╭─ Document excerpt

This is a momentous moment, really. Obsidian Entertainment senior designer Chris Avellone is about to show, for the first time, Fallout: New Vegas running live. Let us not forget, Fallout 3, the game New Vegas spins off from, was one of the greatest - some say the greatest - games of this generation. And yet there is a palpable sense of scepticism from the audience. Perhaps even disappointment.
In this business, first impressions can be as damaging as they are potent. But they're often misleading. So it is with Fallout: New Vegas. Our first impression is that it looks just like Fallout 3, a game that'll be two years old this Christmas. Our first impression is that if Bethesda released New Vegas as a expansion, no-one would bat an eyelid.
Perhaps our first impressions have been unduly influenced. Obsidian is not Bethesda, and for some Fallout 3 fans the fact that the game is being built on an ageing game engine by a developer whose track record depresses as many as it impresses fills them with the fear.
How ironic. Fallout 3 fans cringe at the thought of New Vegas being farmed out to a developer that knows nothing of the cult series, so the theory goes. How many Fallout 1 and 2 fans who idolise old Black Isle Studios legends Tim Cain and Feargus Urquhart felt the same when they discovered that Bethesda was developing Fallout 3? And now the merry-go-round comes full circle as Avellone and other ex-Black Isle Studio developers find themselves returning to the world of Fallout. So, all you Bethesda-haters should be pleased, right?
It's not until Chris' presentation comes to an end that I realise just how misleading first impressions can be. Don't get me wrong: Fallout: New Vegas's visuals could be better than they are. But the game's strengths lie elsewhere. Wonky animations and ugly textures aren't the point; the point is that the quests and dialogue are so memorable and the game's post-apocalyptic Nevada setting is so atmospheric that all of New Vegas' imperfections melt away like the skin of a Ghoul.

╰─
╭─ Dataset content

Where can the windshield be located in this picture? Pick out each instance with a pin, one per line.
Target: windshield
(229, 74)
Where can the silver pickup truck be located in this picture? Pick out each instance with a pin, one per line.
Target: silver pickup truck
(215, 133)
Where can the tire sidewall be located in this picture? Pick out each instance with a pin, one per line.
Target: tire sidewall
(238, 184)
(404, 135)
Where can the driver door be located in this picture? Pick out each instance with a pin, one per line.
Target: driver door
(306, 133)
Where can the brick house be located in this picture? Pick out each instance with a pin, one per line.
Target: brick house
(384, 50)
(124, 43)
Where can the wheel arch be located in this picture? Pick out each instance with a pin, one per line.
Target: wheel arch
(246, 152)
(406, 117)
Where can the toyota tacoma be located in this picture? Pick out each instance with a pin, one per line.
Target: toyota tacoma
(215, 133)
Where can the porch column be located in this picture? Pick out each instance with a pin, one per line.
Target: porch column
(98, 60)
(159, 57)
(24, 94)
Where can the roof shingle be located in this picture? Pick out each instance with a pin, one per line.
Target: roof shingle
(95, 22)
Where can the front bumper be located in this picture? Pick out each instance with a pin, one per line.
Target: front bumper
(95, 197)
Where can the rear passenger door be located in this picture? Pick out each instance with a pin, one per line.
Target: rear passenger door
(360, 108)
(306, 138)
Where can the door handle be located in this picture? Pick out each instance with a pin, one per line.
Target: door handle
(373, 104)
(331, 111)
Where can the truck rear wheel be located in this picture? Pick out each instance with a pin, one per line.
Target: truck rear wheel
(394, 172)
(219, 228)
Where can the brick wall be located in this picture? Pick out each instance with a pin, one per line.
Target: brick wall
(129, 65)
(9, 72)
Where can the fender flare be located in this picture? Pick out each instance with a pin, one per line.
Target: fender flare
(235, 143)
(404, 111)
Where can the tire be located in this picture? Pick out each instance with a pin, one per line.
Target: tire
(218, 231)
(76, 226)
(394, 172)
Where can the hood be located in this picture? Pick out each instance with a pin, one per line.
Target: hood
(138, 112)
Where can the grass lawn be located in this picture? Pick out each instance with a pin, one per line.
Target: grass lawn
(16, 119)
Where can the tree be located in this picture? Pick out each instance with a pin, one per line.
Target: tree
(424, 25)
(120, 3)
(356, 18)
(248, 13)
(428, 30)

╰─

(Task item A)
In the Fallout: New Vegas preview, who presents the game running live for the first time, and what is his role?
(Task item B)
Continue the Fallout: New Vegas preview from where it stops.

(Response A)
Chris Avellone, a senior designer at Obsidian Entertainment.

(Response B)
Still, the issue of innovation hangs over New Vegas' head like a vulture waiting to pounce on a Brahmin corpse. New Vegas is not an expansion or an update. It's a proper sequel, set three years after the events of Fallout 3 and with a map just as big. We're not asking for Obsidian to rewrite the Fallout rulebook, but given that two years will have eventually passed between the two releases, it is only right that the developer improves on what's gone before.
Chris, it appears, agrees. In a lengthy gameplay demo he showcases scores of improvements and tweaks, and they begin with character creation. Fallout 3 began with your birth; New Vegas starts with your death. You're kidnapped by a group of thugs, shot twice in the head and then dumped in a shallow grave outside of a small town called Goodsprings. The only reason you survive is because your body is recovered by a mysterious robot called Victor, who takes you to Goodsprings' kindly healing hand, Doc Mitchell. The character creation process begins as you recuperate with the Doc in his house.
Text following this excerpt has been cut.